» VORLIEGENDE DATEN:
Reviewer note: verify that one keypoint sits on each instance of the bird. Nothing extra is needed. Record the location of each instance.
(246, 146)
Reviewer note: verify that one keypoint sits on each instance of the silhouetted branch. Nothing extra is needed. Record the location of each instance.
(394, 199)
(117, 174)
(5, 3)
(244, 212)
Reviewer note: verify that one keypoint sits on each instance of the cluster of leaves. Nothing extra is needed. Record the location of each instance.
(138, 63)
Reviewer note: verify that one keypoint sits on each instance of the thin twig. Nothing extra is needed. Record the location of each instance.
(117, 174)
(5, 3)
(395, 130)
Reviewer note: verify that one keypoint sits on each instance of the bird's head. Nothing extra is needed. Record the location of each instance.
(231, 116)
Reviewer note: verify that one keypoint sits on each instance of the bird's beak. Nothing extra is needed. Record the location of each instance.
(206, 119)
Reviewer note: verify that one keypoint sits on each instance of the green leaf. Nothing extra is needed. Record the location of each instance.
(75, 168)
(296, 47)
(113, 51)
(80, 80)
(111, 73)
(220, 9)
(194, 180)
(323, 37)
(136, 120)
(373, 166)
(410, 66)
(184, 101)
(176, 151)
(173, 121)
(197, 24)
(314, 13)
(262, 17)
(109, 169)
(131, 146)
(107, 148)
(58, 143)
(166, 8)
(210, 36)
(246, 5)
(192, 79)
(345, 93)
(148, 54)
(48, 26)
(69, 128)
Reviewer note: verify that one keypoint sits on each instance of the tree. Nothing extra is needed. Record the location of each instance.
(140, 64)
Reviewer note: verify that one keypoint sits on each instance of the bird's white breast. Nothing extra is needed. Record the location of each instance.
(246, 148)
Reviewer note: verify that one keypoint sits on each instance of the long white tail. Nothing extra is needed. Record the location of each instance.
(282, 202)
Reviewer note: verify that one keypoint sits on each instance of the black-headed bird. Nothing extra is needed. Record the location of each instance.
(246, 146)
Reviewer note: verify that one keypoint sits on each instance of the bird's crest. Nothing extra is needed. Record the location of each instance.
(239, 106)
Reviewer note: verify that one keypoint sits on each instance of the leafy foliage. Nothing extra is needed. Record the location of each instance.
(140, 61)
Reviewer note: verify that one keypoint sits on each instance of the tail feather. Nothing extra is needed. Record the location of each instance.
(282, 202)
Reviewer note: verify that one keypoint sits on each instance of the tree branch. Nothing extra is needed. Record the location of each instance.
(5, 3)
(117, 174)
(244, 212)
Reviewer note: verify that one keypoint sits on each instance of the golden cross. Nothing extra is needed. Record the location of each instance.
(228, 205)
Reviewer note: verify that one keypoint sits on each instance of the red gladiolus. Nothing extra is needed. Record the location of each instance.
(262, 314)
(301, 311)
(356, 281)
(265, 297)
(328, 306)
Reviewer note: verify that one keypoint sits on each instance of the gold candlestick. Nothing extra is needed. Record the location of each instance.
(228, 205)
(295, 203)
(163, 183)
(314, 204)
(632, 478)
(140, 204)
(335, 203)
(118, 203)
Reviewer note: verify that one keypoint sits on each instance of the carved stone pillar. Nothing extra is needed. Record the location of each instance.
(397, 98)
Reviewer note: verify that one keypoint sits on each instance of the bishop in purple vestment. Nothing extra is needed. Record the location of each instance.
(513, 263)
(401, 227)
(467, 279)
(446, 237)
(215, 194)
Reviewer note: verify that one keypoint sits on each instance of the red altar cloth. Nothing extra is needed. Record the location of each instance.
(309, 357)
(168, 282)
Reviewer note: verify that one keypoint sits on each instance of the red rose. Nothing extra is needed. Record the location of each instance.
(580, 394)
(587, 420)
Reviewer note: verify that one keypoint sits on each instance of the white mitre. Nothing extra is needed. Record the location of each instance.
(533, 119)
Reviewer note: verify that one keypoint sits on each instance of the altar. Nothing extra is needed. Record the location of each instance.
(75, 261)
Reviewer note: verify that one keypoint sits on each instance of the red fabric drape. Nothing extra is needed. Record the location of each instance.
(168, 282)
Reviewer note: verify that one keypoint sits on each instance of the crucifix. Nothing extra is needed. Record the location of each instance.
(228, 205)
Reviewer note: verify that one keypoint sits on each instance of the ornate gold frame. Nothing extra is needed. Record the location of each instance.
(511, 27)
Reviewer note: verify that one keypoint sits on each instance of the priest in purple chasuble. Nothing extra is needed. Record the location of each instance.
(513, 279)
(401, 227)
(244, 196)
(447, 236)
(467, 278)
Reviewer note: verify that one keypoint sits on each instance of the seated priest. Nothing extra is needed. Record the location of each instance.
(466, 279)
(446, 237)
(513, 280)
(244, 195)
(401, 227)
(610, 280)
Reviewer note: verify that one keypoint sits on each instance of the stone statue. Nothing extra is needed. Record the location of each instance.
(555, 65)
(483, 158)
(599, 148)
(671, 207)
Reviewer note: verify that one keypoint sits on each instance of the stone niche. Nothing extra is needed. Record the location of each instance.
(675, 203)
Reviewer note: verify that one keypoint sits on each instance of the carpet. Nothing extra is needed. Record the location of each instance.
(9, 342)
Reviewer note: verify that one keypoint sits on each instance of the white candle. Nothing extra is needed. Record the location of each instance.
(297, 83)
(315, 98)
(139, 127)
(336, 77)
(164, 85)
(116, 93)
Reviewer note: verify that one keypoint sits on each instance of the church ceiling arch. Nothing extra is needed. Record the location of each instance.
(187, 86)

» AUFGABENBESCHREIBUNG:
Kannst du die Zeilen aller Einträge noch einmal wiedergeben und dabei "keypoint" überall gegen "marker" austauschen, während alles andere unverändert bleibt?

» LÖSUNG DER AUFGABE:
Reviewer note: verify that one marker sits on each instance of the bird. Nothing extra is needed. Record the location of each instance.
(246, 146)
Reviewer note: verify that one marker sits on each instance of the silhouetted branch. Nothing extra is needed. Record the location of each instance.
(394, 199)
(117, 174)
(5, 3)
(244, 212)
Reviewer note: verify that one marker sits on each instance of the cluster of leaves. Nothing extra is needed. Record the location of each instance.
(138, 63)
Reviewer note: verify that one marker sits on each instance of the thin twig. Nothing extra is needed. Record the location of each instance.
(117, 174)
(5, 3)
(395, 130)
Reviewer note: verify that one marker sits on each instance of the bird's head. Nothing extra is needed. Record the location of each instance.
(231, 116)
Reviewer note: verify that one marker sits on each instance of the bird's beak. Nothing extra is needed. Record the location of each instance.
(206, 119)
Reviewer note: verify that one marker sits on each instance of the green leaf. Nothing extra is needed. Record the location of each instance.
(75, 168)
(296, 47)
(113, 51)
(80, 80)
(111, 73)
(220, 9)
(194, 180)
(323, 37)
(136, 120)
(373, 166)
(410, 66)
(184, 101)
(176, 151)
(173, 121)
(197, 24)
(314, 13)
(262, 17)
(109, 169)
(131, 146)
(107, 148)
(58, 143)
(166, 8)
(210, 36)
(246, 5)
(192, 79)
(345, 93)
(148, 54)
(48, 26)
(69, 128)
Reviewer note: verify that one marker sits on each instance of the tree. Nothing extra is needed. Record the location of each instance.
(140, 64)
Reviewer note: verify that one marker sits on each instance of the bird's white breast. Nothing extra is needed. Record the location of each instance.
(246, 148)
Reviewer note: verify that one marker sits on each instance of the long white tail. Nothing extra is needed. Record the location of each instance.
(282, 202)
Reviewer note: verify that one marker sits on each instance of the black-headed bird. Nothing extra is needed. Record the location of each instance.
(246, 146)
Reviewer note: verify that one marker sits on each instance of the bird's crest. Nothing extra is needed. Record the location of each instance.
(239, 106)
Reviewer note: verify that one marker sits on each instance of the leafy foliage. Nothing extra is needed. Record the location of each instance.
(140, 61)
Reviewer note: verify that one marker sits on each instance of the tail feather. Nothing extra is needed. Record the location of each instance.
(282, 202)
Reviewer note: verify that one marker sits on each instance of the tree branch. Nothing extra is needed. Record the location of each instance.
(5, 3)
(117, 174)
(244, 212)
Reviewer note: verify that one marker sits on each instance of the golden cross. Nothing extra is needed. Record the location of each instance.
(228, 205)
Reviewer note: verify that one marker sits on each instance of the red gladiolus. Nothing extra is needed. Record the location of each instance.
(262, 314)
(301, 311)
(356, 281)
(265, 297)
(328, 306)
Reviewer note: verify that one marker sits on each instance of the gold candlestick. Nothing extra is needed. Record the location of each instance.
(228, 205)
(295, 203)
(163, 183)
(314, 204)
(632, 478)
(140, 204)
(335, 203)
(118, 203)
Reviewer note: verify that one marker sits on each instance of the carved stone pillar. Nothing extra is needed. Record the location of each instance.
(397, 98)
Reviewer note: verify that one marker sits on each instance of the bishop in purple vestment. Nothing extra is needed. Record the location of each instance.
(513, 263)
(401, 227)
(467, 279)
(446, 237)
(215, 194)
Reviewer note: verify that one marker sits on each instance of the red altar cloth. Nothing extra is needed. Record the location of each instance.
(309, 357)
(168, 282)
Reviewer note: verify that one marker sits on each instance of the red rose. Nothing extra is needed. Record the location of each instance.
(580, 394)
(587, 420)
Reviewer note: verify that one marker sits on each instance of the white mitre. Nothing extra is needed. Record the location of each instance.
(533, 119)
Reviewer note: verify that one marker sits on each instance of the altar. Nothing extra is needed. Record the location of each instance.
(75, 261)
Reviewer note: verify that one marker sits on each instance of the red fabric drape. Nothing extra is needed. Record the location of each instance.
(168, 282)
Reviewer note: verify that one marker sits on each instance of the crucifix. Nothing extra is needed. Record the location of each instance.
(228, 205)
Reviewer note: verify that one marker sits on each instance of the ornate gold frame. Nothing extra is needed. Record the location of each instance.
(511, 27)
Reviewer note: verify that one marker sits on each instance of the priest in purple chasuble. Nothing extra is needed. Record the location of each instance.
(513, 279)
(401, 227)
(244, 196)
(447, 236)
(467, 278)
Reviewer note: verify that one marker sits on each instance of the seated priest. Nothing extra is needed. Record the location of each instance.
(466, 279)
(446, 237)
(513, 280)
(244, 195)
(401, 227)
(610, 280)
Reviewer note: verify that one marker sits on each instance of the stone statue. Nothing extra is needed. Record the location of each instance.
(555, 65)
(483, 158)
(599, 148)
(671, 207)
Reviewer note: verify that one marker sits on each instance of the stone niche. Nothing extra is needed. Record the location of each instance.
(675, 203)
Reviewer note: verify that one marker sits on each instance of the carpet. Nothing extra is needed. Record the location of each instance.
(9, 342)
Reviewer note: verify that one marker sits on each instance of the white candle. Nothing extra is needed. Record the location of each instance.
(297, 83)
(315, 98)
(139, 127)
(336, 77)
(164, 85)
(116, 93)
Reviewer note: verify that one marker sits on each instance of the church ceiling arch. Nothing extra is needed. Record the location of each instance.
(187, 86)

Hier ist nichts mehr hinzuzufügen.